[Brief 1]: Please rewrite the paragraph beginning "Key end measures" from the PELD study methods as a short bulleted list, keeping its main facts.
[Brief 2]:
Answer these questions from the PELD study methods, one answer per line:
(a) At which spinal level was the disc herniation in the included patients?
(b) What software was used to estimate the sample size?
(c) What alpha error rate was set?
[Brief 3]: Continue the methods section of the PELD study from where it stops.

A retrospective cohort analysis conducted at a single facility between 2020 and 2022 initially included 117 patients diagnosed with single-level CLDH at the L5/S1 level and treated with PELD. With comprehensive clinical data at our disposal, we utilized a retrospective methodology to evaluate the outcomes of these surgical procedures. The clinical ethics committee approved this research. Written informed consent was obtained from all participants, and all procedures adhered to the guidelines set by the relevant Chinese authorities and the Helsinki Declaration.
Key end measures (VAS, ODI, JOA, and SF-12 scores), minimum clinically important difference (MCID), and expected to be detected difference for efficacy have been considered to find how many participants should be included in the trial, to detect efficacy between two surgical procedures (PETD and PEID). These estimates are based on the effect sizes and standard deviations estimated from previous research and pilot test studies. It was estimated that the study had 80% statistical power against an alpha error rate of 0.05. Sample size estimation was evaluated using G*Power software. To have sufficient statistical power, not less than 50 patients in each group would be necessary, totaling a minimum of 100 patients for the first sample. In this study, 117 patients were enrolled at the beginning. After all, they have been considered and analyzed as to meet the necessary statistical criteria.

[Supplied entries]:
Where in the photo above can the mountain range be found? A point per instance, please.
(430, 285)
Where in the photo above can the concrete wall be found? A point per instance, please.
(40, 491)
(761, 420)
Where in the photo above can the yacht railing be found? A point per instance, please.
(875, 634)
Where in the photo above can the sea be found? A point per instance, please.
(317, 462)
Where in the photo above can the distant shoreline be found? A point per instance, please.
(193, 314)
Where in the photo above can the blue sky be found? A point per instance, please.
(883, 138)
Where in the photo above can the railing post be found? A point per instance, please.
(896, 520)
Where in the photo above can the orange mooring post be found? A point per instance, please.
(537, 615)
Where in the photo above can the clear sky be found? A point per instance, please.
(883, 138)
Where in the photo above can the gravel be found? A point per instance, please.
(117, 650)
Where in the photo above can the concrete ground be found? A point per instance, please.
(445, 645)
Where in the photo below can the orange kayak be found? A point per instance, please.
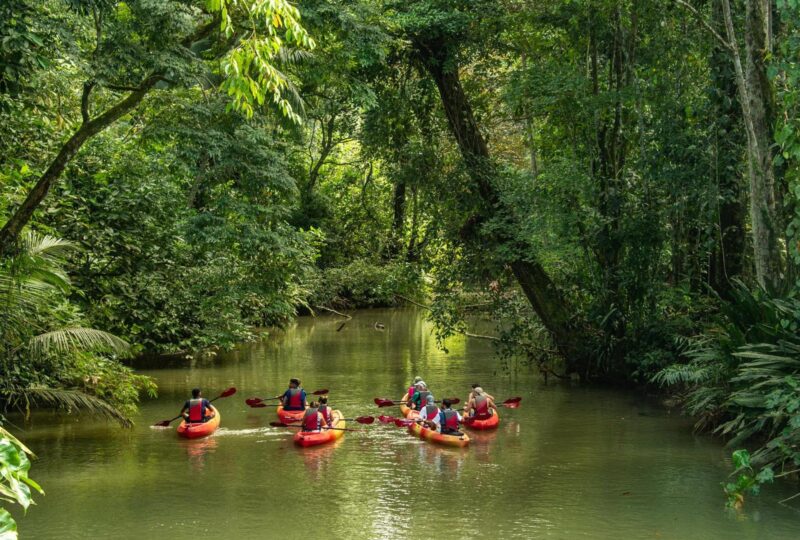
(434, 436)
(197, 430)
(290, 417)
(315, 438)
(405, 409)
(489, 423)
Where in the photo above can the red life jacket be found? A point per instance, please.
(481, 405)
(295, 400)
(311, 420)
(326, 413)
(423, 398)
(429, 412)
(196, 410)
(450, 420)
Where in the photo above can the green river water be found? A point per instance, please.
(570, 463)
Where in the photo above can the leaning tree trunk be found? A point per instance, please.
(88, 129)
(755, 101)
(536, 284)
(727, 258)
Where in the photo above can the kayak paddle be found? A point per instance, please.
(361, 420)
(382, 402)
(512, 403)
(227, 393)
(255, 400)
(281, 424)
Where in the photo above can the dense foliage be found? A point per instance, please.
(15, 485)
(611, 182)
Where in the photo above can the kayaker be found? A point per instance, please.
(481, 403)
(412, 389)
(429, 414)
(325, 411)
(294, 399)
(420, 397)
(472, 393)
(196, 410)
(313, 419)
(449, 420)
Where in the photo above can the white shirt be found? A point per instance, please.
(438, 419)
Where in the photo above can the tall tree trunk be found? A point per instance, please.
(756, 103)
(536, 284)
(727, 258)
(87, 130)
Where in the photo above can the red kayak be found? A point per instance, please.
(315, 438)
(196, 430)
(483, 421)
(290, 417)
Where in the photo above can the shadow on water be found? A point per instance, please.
(571, 462)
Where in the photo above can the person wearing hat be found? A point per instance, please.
(472, 393)
(313, 420)
(480, 403)
(411, 390)
(325, 410)
(294, 399)
(429, 414)
(449, 420)
(420, 397)
(197, 409)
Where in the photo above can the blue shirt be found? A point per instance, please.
(204, 406)
(286, 400)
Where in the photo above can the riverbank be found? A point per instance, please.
(571, 462)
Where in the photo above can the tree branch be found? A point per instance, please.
(87, 91)
(334, 311)
(699, 16)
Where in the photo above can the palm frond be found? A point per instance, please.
(45, 246)
(67, 400)
(68, 340)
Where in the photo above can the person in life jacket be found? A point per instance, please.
(325, 410)
(197, 409)
(411, 390)
(313, 419)
(472, 394)
(449, 420)
(429, 414)
(480, 403)
(294, 399)
(420, 397)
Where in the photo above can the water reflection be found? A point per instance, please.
(570, 463)
(197, 450)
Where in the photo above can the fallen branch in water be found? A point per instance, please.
(482, 336)
(334, 311)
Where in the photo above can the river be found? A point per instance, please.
(571, 462)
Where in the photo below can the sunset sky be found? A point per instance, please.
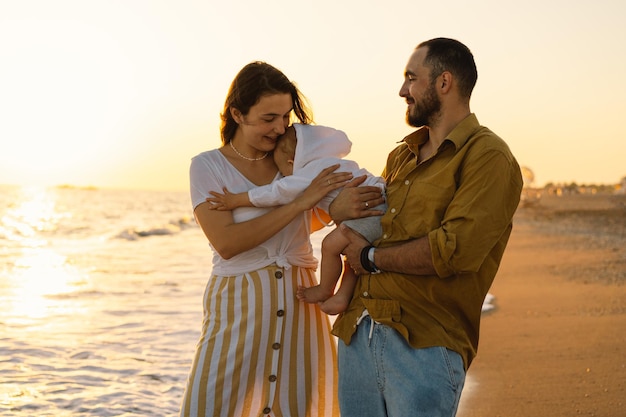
(122, 93)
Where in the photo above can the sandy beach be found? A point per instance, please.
(555, 345)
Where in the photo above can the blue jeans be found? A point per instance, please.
(386, 377)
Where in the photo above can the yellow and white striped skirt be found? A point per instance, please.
(262, 352)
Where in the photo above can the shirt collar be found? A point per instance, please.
(458, 137)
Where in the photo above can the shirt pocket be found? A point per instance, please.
(417, 207)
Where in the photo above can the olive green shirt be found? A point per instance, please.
(463, 199)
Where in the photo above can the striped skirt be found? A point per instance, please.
(262, 352)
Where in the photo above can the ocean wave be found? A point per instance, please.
(171, 228)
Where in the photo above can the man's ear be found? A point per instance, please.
(445, 82)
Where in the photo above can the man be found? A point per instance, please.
(411, 330)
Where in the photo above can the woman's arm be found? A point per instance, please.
(229, 238)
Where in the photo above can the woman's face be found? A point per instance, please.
(265, 121)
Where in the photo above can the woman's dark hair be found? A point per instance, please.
(451, 55)
(255, 80)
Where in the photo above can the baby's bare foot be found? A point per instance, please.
(335, 304)
(314, 294)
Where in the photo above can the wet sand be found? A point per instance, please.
(555, 345)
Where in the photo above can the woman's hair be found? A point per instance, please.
(445, 54)
(255, 80)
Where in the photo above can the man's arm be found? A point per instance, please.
(413, 257)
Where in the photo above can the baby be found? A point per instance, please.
(301, 153)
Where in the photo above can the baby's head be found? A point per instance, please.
(285, 151)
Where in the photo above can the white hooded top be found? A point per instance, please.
(317, 148)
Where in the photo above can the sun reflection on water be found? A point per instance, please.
(34, 271)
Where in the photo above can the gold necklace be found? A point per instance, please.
(245, 157)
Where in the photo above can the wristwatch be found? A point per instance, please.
(367, 260)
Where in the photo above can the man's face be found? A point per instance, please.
(419, 91)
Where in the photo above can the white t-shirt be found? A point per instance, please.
(211, 171)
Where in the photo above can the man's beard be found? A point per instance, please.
(425, 112)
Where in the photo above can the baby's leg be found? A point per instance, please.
(330, 271)
(338, 303)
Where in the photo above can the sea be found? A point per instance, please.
(100, 300)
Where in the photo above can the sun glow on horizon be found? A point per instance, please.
(123, 94)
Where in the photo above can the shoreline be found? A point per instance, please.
(555, 344)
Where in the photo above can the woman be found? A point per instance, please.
(261, 351)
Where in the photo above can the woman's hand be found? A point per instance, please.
(326, 181)
(354, 202)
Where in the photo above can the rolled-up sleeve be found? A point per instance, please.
(479, 213)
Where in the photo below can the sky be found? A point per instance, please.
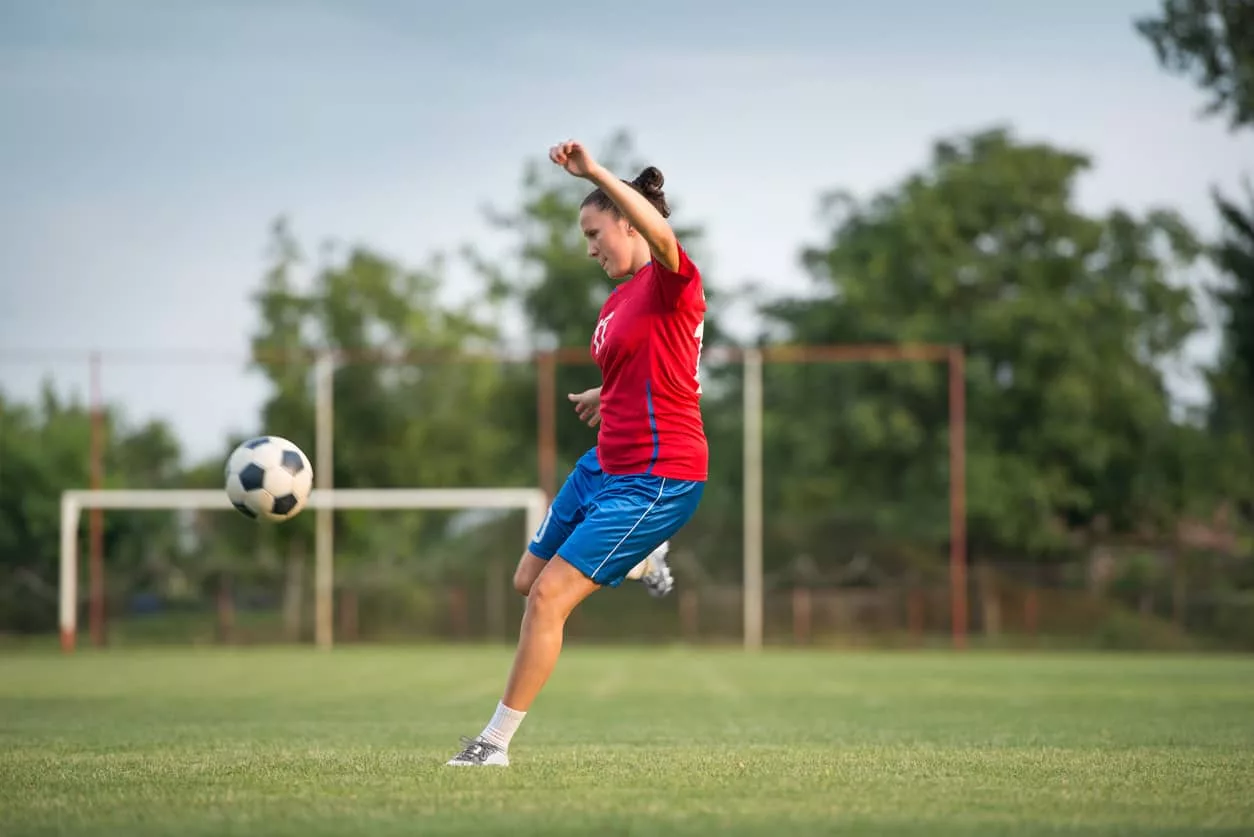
(147, 144)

[Result 1]:
- Sample size was based on key end measures (VAS, ODI, JOA, and SF-12 scores), the minimum clinically important difference (MCID), and the expected difference in efficacy between PETD and PEID.
- Estimates drew on effect sizes and standard deviations from previous research and pilot test studies.
- The study had 80% statistical power at an alpha error rate of 0.05.
- G*Power software was used for the estimate.
- At least 50 patients per group were needed, for a minimum of 100 in total.
- 117 patients were enrolled at the start, meeting the statistical criteria.

[Result 2]:
(a) L5/S1
(b) G*Power
(c) 0.05

[Result 3]:
The inclusion criteria were carefully established to create a uniform study population, consisting of: (1) patients who had lower back pain and unilateral lower limb symptoms, such as discomfort, numbness, or weakness; and (2) patients who had CT-confirmed evidence of CLDH. The exclusion criteria were implemented to minimize potential factors that could distort the results. These criteria consisted of: (1) patients displaying indications of lumbar instability; and (2) patients with severe cardiopulmonary dysfunction, determined by an anesthesiologist to be unfit for surgical intervention based on an evaluation of their overall health status.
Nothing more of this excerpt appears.